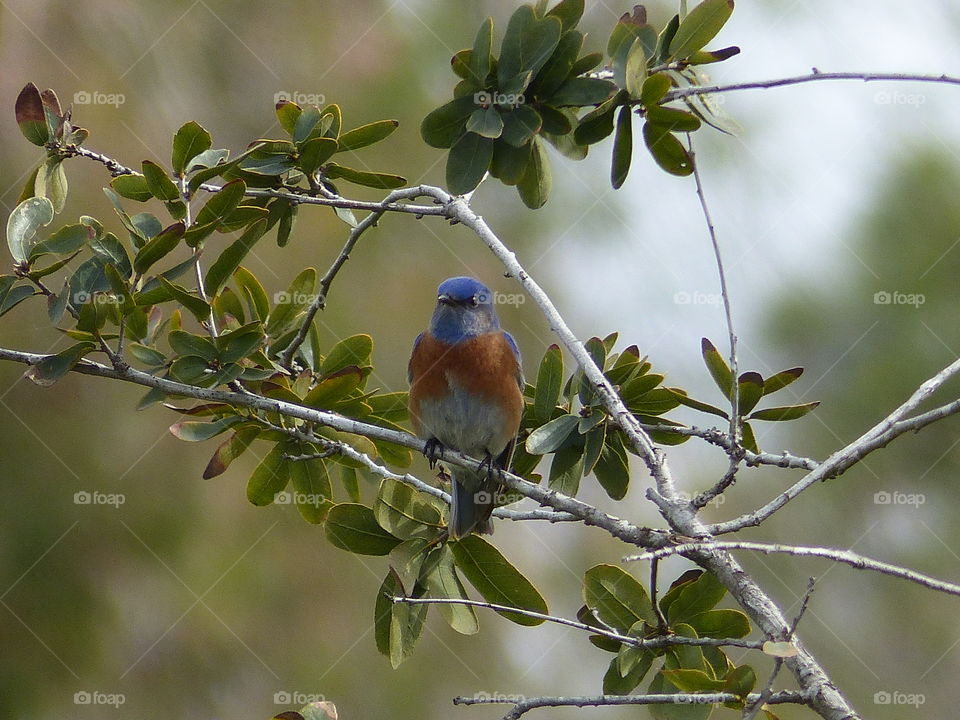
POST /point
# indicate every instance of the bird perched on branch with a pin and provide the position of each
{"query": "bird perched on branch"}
(466, 394)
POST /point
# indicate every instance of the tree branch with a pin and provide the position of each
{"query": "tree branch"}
(523, 705)
(844, 556)
(649, 643)
(814, 76)
(880, 435)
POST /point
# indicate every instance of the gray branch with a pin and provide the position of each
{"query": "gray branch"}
(852, 559)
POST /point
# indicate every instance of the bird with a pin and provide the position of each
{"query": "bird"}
(466, 394)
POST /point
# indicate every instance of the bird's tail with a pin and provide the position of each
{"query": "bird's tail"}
(472, 503)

---*---

Every record must be copied exactly, with the pictures left out.

POST /point
# indicate every instance of the bird perched on branch with a pin and provide the position of each
{"query": "bird perched on branch"}
(466, 394)
POST /point
# indicate every instance of the tree branch with a pin and provide the position of each
{"query": "tree branch"}
(523, 705)
(844, 556)
(649, 643)
(814, 76)
(880, 435)
POST /point
# indicate every instance of the gray branch with a pin and provide the position of each
{"query": "gray branch"}
(852, 559)
POST /point
# indicate every instance of the bird with a pin and provide the position of each
{"query": "bird"}
(466, 394)
POST /point
# indicate every instance of the bird's tail with a pin and provide the position of each
{"query": "bird's tail"}
(472, 503)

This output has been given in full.